Please answer these questions from the credit risk passage below:
(a) How many major financial institutions hold the Company's cash and cash equivalents, and in what country?
(b) What share of total revenues did Bristol Myers Squibb account for in the three months ended September 30, 2022?
(c) Does the Company generally require collateral to secure accounts receivable from its strategic partners?

EXERCISE PASSAGE
++++

Concentration of Credit Risk and Other Risks and Uncertainties

Financial instruments that potentially subject the Company to concentrations of risk consist principally of cash and cash equivalents, investments, long term debt and accounts receivable.

The Company’s cash and cash equivalents are with two major financial institutions in the United States.

The Company performs an ongoing credit evaluation of its strategic partners’ financial conditions and generally does not require collateral to secure accounts receivable from its strategic partners. At September 30, 2022, the Company’s exposure to credit risk associated with non-payment will be affected principally by conditions or occurrences within Bristol Myers Squibb Company (“Bristol Myers Squibb”). In past years, the Company’s exposure to credit risk associated with non-payment were also affected principally by conditions or occurrences within Millennium Pharmaceuticals, Inc., a wholly owned subsidiary of Takeda Pharmaceutical Company Ltd. (“Takeda”), and Vertex Pharmaceuticals Incorporated (“Vertex”). Takeda accounted for approximately 0% of total revenues for the three months ended September 30, 2022 and 2021, respectively and approximately 15% and 63% of total revenues for the nine months ended September 30, 2022 and 2021. Vertex accounted for approximately 0% and 65% of total revenues for the three months ended September 30, 2022 and 2021, respectively and 0% and 19% of total revenues for the nine months ended September 30, 2022 and 2021. Bristol Myers Squibb accounted for approximately 100% and 35% of total revenues for the three months ended September 30, 2022 and 2021, respectively and approximately 85% and 18% of total revenues for the nine months ended September 30, 2022 and 2021.

++++

[Natural language region descriptions]
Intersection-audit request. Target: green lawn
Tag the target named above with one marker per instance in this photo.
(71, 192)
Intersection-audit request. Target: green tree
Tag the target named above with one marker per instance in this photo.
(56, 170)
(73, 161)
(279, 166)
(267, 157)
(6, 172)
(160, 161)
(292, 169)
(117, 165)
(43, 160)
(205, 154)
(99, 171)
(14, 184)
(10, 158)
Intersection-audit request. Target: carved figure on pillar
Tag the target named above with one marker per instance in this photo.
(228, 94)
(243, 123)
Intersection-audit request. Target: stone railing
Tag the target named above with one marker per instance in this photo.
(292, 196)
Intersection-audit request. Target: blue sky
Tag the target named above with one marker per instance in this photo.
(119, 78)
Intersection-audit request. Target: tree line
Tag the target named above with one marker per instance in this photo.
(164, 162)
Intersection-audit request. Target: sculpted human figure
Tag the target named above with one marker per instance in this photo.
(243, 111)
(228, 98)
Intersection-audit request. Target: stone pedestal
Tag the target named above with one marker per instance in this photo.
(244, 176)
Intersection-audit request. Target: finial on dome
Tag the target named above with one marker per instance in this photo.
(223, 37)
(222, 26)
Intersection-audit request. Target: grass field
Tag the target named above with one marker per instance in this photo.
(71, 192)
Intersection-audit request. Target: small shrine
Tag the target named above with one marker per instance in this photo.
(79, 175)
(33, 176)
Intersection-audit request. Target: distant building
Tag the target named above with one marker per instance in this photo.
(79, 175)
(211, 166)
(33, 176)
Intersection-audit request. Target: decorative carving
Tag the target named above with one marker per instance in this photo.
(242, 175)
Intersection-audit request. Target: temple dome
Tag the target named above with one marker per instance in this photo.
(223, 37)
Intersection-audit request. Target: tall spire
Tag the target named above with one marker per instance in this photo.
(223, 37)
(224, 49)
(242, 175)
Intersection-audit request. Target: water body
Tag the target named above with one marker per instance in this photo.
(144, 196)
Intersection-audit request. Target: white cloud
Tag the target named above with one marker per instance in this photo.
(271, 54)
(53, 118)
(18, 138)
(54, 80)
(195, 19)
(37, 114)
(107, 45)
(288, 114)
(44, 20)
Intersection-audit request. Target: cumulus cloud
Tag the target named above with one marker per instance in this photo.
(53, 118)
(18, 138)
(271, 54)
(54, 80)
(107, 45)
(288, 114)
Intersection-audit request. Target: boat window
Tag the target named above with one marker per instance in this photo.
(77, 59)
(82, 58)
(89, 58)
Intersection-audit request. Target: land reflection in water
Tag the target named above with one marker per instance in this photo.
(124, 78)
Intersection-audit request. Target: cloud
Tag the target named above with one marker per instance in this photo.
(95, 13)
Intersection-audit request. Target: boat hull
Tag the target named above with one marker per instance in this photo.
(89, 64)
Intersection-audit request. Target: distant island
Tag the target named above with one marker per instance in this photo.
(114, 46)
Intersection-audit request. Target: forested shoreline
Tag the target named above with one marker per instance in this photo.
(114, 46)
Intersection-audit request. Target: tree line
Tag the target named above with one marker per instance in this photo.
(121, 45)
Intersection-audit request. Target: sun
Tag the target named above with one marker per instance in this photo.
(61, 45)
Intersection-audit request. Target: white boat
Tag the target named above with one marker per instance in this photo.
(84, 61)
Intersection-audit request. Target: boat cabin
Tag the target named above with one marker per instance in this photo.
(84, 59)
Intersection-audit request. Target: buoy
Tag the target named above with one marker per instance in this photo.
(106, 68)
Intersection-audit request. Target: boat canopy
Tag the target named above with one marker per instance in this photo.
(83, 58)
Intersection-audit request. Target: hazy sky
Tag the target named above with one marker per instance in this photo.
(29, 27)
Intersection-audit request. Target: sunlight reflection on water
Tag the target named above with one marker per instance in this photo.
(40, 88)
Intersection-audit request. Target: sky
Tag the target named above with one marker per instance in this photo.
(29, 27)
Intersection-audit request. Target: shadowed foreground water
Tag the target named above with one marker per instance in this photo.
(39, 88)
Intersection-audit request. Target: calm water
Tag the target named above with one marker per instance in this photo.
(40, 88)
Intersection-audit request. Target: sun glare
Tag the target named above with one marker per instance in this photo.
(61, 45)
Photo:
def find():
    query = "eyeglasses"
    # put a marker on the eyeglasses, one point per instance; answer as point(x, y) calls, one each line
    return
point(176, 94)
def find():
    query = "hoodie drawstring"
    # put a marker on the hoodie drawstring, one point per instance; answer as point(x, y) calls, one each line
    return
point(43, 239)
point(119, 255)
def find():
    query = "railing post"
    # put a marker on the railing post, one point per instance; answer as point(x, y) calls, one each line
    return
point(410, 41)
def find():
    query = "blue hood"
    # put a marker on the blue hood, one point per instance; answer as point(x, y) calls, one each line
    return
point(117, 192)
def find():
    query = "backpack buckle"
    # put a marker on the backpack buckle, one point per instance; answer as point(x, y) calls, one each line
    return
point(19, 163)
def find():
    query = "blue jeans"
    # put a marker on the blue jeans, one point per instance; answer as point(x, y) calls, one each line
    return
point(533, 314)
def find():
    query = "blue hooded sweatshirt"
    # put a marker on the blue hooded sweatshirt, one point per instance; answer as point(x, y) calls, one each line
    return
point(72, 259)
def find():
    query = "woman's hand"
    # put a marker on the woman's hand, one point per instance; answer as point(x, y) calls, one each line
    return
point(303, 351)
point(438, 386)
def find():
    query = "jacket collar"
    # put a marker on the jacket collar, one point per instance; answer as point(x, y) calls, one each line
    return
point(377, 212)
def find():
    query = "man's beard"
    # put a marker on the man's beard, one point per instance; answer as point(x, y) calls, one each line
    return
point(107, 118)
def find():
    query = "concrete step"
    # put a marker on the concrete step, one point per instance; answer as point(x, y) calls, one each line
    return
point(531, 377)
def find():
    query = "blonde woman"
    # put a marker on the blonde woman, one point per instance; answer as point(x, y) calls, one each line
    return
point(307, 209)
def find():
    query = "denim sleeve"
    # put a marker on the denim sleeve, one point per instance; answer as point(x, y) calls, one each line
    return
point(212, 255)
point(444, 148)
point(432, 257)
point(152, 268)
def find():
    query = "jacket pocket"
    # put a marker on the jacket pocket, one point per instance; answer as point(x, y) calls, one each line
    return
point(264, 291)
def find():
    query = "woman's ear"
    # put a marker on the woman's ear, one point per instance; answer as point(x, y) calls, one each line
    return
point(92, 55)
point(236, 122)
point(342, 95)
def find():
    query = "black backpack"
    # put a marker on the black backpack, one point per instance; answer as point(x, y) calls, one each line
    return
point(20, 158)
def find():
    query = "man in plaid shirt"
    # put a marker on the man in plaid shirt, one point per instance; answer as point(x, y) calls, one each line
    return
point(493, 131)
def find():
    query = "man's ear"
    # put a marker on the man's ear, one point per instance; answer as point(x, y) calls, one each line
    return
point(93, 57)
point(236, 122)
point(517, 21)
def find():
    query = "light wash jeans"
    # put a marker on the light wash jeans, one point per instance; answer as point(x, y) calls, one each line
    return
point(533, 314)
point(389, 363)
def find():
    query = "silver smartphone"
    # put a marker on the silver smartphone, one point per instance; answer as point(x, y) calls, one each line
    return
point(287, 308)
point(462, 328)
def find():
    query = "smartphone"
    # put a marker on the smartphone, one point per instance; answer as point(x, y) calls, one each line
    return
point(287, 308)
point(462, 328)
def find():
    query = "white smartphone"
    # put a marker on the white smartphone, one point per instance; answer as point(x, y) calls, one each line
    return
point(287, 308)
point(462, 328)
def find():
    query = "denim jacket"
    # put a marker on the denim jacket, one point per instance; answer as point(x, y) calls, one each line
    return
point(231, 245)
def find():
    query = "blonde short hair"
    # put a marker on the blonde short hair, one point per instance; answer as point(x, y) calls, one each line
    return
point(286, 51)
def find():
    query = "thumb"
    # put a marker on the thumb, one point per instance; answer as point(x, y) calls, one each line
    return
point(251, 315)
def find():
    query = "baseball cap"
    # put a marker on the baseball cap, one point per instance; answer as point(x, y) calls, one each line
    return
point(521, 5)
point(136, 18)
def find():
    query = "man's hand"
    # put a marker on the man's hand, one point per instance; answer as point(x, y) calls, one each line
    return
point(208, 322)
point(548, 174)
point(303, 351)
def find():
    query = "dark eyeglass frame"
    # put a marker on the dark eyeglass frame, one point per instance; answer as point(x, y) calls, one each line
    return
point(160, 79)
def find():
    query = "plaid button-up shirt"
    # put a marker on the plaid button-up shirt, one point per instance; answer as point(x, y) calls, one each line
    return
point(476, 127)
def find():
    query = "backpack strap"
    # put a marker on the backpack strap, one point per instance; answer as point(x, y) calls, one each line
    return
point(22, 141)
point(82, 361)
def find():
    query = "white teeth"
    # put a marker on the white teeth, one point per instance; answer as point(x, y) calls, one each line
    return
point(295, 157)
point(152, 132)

++++

REPLY
(a) Two, in the United States.
(b) Approximately 100%.
(c) No, it generally does not require collateral.